- [What to produce] Reproduce the items below word for word, starting at the very first line and ending at the line that contains "[[[473,295],[488,295],[488,278],[486,275],[473,275]]]", with both of those lines included.

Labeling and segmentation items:

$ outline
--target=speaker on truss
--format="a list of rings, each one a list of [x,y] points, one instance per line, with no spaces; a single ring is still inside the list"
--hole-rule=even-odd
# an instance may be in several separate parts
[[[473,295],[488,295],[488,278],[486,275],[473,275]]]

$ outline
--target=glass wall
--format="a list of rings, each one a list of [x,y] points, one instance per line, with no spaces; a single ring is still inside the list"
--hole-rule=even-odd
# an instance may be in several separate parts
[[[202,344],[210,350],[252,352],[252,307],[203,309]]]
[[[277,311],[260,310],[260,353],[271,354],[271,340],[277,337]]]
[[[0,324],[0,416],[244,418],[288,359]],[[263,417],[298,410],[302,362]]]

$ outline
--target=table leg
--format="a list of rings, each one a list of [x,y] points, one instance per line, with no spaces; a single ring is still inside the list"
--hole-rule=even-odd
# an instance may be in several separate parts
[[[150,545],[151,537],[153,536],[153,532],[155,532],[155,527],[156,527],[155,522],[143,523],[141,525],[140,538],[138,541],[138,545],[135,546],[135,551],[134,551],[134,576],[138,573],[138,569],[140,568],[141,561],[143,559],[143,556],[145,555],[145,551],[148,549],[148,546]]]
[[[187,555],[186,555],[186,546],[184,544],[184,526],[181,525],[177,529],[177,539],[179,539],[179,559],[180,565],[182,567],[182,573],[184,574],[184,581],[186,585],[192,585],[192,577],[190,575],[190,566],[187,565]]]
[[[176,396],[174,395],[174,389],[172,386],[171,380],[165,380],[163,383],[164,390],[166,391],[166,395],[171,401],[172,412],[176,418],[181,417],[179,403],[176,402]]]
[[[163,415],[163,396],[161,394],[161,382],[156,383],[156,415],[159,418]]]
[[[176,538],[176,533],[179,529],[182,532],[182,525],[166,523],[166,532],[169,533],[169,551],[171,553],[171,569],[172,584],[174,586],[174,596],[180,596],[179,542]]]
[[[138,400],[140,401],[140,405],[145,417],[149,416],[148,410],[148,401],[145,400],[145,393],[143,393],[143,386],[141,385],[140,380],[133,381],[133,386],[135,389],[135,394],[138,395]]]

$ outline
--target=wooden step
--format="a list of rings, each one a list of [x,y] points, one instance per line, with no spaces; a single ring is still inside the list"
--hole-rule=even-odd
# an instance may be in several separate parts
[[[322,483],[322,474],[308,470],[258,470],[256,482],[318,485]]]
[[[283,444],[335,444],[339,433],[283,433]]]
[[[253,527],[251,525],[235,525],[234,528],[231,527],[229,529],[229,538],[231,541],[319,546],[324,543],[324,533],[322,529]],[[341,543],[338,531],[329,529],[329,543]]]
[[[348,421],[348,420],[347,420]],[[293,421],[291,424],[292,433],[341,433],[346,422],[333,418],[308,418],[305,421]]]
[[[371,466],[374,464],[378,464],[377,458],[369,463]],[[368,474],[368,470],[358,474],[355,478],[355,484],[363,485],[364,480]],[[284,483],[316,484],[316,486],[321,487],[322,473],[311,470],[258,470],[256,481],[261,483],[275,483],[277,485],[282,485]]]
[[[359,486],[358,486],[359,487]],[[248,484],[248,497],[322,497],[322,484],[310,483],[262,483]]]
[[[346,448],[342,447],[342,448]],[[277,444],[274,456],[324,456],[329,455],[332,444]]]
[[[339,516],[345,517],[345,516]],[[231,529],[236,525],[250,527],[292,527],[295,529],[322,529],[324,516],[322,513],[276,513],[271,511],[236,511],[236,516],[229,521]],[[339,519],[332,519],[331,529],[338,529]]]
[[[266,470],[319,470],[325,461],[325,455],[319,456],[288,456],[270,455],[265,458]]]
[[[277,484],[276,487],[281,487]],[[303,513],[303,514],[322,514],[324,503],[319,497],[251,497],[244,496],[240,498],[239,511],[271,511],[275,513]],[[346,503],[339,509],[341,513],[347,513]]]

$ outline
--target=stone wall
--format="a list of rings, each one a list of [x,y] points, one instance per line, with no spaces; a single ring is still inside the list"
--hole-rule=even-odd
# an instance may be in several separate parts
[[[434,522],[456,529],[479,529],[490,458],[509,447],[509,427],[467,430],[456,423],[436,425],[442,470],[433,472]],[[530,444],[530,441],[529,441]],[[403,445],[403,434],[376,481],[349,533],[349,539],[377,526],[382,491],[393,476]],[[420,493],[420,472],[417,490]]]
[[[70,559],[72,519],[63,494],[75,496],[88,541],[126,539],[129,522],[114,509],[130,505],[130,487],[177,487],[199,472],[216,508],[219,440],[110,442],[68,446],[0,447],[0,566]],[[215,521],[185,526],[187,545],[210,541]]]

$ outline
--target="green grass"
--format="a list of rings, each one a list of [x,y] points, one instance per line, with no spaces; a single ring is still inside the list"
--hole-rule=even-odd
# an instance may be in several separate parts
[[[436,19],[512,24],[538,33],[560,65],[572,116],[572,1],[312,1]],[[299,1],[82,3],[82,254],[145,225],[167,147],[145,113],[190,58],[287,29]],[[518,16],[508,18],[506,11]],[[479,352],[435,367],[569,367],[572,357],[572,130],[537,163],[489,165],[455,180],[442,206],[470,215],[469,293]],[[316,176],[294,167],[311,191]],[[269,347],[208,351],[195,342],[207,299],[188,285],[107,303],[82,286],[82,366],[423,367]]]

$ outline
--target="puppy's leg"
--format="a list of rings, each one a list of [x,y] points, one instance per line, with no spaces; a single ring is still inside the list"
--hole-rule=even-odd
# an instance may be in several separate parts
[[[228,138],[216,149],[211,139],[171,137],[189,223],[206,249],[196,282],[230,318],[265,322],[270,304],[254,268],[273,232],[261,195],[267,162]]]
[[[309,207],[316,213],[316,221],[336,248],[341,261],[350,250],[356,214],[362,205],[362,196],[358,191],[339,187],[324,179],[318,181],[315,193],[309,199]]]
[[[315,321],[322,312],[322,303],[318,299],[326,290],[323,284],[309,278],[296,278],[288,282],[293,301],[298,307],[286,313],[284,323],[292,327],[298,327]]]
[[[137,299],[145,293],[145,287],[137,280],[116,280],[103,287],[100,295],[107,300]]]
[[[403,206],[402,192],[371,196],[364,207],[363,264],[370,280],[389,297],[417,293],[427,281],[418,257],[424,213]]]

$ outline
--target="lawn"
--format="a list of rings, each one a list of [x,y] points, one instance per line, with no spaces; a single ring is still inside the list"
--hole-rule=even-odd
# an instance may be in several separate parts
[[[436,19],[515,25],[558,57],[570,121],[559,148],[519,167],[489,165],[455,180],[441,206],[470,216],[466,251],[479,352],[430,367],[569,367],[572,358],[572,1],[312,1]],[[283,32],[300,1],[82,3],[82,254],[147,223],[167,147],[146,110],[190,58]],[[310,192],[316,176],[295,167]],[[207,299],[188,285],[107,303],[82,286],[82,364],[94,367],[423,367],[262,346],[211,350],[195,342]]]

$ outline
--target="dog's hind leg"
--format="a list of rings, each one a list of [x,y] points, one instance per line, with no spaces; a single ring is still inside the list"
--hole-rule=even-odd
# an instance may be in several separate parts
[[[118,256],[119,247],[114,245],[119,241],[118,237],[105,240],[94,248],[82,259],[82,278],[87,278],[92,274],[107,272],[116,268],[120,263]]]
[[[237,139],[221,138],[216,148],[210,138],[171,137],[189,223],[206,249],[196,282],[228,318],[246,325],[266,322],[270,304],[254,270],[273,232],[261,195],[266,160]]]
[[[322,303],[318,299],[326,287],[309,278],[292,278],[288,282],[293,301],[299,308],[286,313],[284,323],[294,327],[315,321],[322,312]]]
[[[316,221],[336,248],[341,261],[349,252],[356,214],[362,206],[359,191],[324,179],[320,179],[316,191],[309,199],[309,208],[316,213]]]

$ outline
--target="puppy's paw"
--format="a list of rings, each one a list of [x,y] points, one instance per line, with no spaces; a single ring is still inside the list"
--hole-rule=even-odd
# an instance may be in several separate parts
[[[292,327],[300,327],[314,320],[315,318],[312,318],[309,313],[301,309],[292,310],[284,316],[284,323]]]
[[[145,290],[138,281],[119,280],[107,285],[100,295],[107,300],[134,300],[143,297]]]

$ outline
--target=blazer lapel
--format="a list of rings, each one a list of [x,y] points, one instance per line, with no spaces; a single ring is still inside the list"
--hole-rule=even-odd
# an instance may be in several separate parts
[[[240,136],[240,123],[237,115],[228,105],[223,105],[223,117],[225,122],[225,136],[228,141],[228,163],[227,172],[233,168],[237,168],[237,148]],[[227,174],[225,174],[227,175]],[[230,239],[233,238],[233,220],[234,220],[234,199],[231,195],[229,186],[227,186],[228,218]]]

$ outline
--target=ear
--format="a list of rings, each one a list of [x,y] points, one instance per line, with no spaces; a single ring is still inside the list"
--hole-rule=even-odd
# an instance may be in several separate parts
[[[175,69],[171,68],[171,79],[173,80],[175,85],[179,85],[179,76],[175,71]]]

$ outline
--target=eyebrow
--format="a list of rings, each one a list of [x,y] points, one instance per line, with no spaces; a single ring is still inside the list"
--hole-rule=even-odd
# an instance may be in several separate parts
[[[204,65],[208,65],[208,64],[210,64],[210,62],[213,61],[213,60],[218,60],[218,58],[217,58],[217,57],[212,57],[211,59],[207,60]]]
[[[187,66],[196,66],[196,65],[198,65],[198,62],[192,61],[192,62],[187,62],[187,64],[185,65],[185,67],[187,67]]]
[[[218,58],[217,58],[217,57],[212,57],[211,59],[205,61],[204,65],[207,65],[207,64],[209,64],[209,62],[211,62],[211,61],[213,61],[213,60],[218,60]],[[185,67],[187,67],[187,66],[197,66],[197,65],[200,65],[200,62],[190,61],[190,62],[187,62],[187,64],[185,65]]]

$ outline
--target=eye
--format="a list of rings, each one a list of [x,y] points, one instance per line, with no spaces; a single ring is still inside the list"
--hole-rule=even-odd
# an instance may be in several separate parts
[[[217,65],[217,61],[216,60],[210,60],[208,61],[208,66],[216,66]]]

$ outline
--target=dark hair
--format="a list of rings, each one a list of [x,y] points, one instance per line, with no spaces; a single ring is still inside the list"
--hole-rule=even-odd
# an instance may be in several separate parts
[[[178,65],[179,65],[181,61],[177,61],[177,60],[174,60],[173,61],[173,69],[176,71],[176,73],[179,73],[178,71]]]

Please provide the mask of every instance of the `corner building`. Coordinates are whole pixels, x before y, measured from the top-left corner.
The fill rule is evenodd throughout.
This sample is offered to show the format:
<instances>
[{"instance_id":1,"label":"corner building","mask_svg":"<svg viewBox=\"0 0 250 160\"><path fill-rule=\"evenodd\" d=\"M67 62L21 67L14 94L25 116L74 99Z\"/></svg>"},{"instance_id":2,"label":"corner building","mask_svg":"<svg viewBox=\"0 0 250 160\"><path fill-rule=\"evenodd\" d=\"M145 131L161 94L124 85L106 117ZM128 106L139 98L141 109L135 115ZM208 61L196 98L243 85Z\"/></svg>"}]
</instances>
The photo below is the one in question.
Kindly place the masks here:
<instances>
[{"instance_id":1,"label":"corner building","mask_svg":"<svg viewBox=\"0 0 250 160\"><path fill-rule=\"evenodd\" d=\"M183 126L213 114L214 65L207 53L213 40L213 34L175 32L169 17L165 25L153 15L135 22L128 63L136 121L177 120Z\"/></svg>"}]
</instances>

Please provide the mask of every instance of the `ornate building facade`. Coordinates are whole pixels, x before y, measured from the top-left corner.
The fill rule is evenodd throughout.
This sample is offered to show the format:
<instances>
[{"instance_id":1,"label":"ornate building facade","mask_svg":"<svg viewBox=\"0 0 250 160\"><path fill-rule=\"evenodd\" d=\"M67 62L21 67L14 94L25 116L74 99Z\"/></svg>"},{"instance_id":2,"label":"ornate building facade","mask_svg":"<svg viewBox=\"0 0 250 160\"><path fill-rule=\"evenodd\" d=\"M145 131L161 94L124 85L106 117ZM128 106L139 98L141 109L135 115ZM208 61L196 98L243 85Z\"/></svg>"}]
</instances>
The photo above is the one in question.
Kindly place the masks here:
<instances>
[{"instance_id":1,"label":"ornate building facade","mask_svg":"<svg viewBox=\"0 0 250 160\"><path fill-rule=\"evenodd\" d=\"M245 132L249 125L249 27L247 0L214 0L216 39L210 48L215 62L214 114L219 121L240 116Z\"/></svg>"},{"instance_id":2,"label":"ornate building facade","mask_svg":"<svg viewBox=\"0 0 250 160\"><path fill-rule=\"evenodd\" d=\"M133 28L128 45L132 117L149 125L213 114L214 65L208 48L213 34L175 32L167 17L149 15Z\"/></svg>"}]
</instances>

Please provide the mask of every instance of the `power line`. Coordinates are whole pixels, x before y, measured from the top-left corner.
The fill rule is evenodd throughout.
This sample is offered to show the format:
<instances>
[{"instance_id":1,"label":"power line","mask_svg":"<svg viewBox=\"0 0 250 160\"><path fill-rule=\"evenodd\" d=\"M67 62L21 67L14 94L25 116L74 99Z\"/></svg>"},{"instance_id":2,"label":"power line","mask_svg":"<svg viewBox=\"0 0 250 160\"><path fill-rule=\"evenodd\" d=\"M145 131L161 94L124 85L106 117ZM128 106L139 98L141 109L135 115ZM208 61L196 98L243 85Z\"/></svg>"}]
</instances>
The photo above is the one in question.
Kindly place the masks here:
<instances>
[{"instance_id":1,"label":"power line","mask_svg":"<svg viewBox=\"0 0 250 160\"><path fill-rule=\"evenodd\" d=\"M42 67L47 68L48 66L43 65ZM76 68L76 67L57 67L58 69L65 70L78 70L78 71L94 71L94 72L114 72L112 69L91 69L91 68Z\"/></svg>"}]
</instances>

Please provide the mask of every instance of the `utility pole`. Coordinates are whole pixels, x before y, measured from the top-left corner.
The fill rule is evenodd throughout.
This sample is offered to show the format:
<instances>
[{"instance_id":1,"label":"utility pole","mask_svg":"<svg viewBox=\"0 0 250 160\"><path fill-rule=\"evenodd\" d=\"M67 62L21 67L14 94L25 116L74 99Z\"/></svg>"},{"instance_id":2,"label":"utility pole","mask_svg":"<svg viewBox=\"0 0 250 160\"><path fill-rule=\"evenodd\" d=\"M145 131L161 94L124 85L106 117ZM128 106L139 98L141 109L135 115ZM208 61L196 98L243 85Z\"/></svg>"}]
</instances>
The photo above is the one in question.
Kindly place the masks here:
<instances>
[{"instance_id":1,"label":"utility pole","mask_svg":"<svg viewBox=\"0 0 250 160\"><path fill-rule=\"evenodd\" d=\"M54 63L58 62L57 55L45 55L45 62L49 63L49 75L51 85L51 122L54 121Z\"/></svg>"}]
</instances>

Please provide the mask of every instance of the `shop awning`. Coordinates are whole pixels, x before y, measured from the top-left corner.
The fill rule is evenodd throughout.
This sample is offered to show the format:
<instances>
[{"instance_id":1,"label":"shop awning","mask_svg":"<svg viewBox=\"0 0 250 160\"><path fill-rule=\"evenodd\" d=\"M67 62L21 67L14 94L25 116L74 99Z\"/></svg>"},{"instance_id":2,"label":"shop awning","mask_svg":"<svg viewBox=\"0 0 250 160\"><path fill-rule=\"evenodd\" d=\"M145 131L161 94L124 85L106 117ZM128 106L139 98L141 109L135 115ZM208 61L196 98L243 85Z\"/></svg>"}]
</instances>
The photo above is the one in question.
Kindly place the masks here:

- [Completed exercise]
$ outline
--target=speaker on truss
--format="a list of rings, each one a list of [x,y] points, one instance per line, with no spaces; a single ring is still inside the list"
--hole-rule=even-odd
# an instance may be in several separate parts
[[[473,295],[488,295],[488,278],[486,275],[473,275]]]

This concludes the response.